(Document segment)
--- start ---
The Home Secretary described the report’s references to the behaviour of South Yorkshire police as “stark”, which is absolutely right. The report is stark. The truth is now clear for all of us to see, and we pay tribute to those who have spent 23 years campaigning for it. The Prime Minister spoke in his statement last month about a double injustice that now needs to be corrected. I, too, commend the IPCC and the Director of Public Prosecutions for opening fresh investigations into the appalling failings that occurred on 15 April 1989, and both the Home Secretary and the shadow Home Secretary spoke at the beginning of today’s debate about the importance of a co-ordinated approach. I echo that.
As colleagues have, I welcome the Attorney-General’s announcement last week that he would apply to the High Court to have the inquest into the 96 who died at Hillsborough overturned. I hope the Attorney-General will move as quickly as possible to proceed with that action and that, as my right hon. Friend the shadow Home Secretary said, he will have all the resources of government behind him so that the matter can be moved forward as quickly as possible.
I echo what Members have said throughout the debate about the importance of the families being fully engaged at every stage. I pay tribute to all the families and the various support groups and campaigning organisations—the Hillsborough Family Support Group, the Hillsborough Justice Campaign and Hope for Hillsborough—whose combined efforts over a 23-and-a-half-year period have got us to where we are today.
--- end ---
(Short task 1) Using the speech, decide whether each statement agrees with it: (a) the speaker calls the report stark, (b) the Attorney-General said he would apply to the Court of Appeal to overturn the inquest, (c) the failings occurred on 15 April 1989. Answer yes or no for each and quote the deciding words.
The speech and the entries that follow have no connection to each other.

(Data)
--- start ---
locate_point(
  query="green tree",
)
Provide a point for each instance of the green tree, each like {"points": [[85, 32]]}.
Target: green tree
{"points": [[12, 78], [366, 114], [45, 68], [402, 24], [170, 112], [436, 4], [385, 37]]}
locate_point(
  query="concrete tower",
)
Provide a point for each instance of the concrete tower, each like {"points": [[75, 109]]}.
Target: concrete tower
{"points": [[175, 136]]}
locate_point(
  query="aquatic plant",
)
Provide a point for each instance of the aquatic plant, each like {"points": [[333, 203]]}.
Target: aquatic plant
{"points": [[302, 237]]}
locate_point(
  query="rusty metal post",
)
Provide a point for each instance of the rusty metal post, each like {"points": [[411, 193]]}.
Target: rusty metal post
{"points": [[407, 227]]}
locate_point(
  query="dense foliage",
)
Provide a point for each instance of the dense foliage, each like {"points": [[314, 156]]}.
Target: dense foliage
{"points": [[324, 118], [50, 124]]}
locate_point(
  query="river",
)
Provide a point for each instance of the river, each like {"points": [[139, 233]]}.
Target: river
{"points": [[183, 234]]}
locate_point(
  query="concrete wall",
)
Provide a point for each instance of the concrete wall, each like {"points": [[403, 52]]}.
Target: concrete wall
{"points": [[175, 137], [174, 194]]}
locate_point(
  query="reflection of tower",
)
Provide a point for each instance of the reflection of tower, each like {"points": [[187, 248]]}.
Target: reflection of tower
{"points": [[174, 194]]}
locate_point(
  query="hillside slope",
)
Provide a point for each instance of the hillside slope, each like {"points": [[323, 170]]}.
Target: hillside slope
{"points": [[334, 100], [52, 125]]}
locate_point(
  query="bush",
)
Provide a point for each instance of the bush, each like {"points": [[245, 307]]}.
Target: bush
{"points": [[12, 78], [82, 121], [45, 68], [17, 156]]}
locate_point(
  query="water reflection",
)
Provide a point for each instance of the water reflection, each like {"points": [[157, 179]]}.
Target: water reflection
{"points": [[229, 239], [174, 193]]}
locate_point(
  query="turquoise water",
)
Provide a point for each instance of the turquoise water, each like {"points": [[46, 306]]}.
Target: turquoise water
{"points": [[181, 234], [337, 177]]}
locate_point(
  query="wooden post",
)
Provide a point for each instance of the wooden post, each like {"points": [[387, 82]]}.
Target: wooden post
--- end ---
(Short task 2) Report every line of the entries that contains the string "wall". Case counts.

(Expected answer 1)
(a) Yes: "The report is stark."
(b) No: "he would apply to the High Court to have the inquest into the 96 who died at Hillsborough overturned"
(c) Yes: "the appalling failings that occurred on 15 April 1989"

(Expected answer 2)
  query="concrete wall",
Provide a point for each instance of the concrete wall, each like {"points": [[403, 52]]}.
Target: concrete wall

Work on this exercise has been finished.